- WORK INSTRUCTION
Of the records below, reproduce only the span that opens with the line containing "[[136, 158], [113, 5], [269, 25]]" and closes with the last line.

··· DATASET EXCERPTS ···

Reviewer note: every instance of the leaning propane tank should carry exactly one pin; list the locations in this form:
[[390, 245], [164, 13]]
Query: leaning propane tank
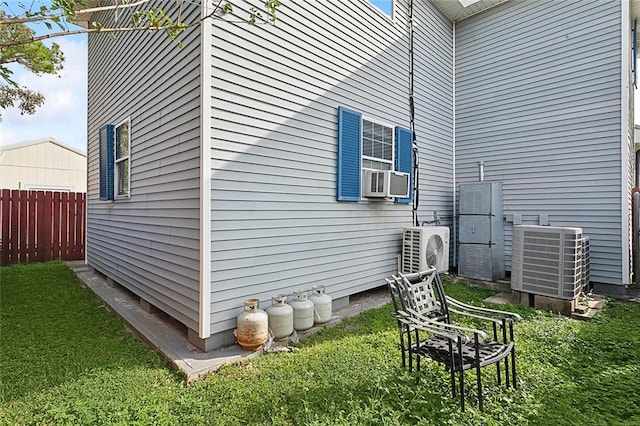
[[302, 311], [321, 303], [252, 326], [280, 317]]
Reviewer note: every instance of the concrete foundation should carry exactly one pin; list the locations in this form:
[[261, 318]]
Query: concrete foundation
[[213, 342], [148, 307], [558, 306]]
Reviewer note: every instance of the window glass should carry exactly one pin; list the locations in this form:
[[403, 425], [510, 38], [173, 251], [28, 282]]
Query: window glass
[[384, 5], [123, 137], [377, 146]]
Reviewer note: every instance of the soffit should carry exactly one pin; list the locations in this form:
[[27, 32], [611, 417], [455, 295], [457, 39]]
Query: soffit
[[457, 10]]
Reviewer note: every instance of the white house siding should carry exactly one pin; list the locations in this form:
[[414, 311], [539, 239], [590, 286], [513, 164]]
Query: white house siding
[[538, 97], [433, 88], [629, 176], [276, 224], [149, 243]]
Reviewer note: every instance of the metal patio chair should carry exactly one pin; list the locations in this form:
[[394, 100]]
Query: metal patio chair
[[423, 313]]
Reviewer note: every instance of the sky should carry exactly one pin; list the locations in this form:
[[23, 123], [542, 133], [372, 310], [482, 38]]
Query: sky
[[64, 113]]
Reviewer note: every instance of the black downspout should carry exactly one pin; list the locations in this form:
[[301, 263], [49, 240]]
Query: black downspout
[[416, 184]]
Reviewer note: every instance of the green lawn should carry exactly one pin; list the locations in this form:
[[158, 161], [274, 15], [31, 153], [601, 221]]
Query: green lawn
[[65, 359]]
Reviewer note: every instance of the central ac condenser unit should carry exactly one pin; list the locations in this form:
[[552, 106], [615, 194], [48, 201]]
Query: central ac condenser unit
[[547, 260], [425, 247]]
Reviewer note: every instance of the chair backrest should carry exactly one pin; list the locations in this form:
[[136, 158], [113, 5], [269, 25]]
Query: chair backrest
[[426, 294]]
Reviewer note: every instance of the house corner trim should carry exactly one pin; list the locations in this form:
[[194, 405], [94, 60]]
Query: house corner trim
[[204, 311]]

···

- SOLUTION TO THIS EXERCISE
[[136, 158], [113, 5], [269, 25]]
Query: chair backrest
[[426, 294]]
Reviewer note: every instance of the house corner trim should carry exactly one pin; list the locations in this form:
[[194, 405], [94, 60]]
Query: house corner trim
[[204, 311]]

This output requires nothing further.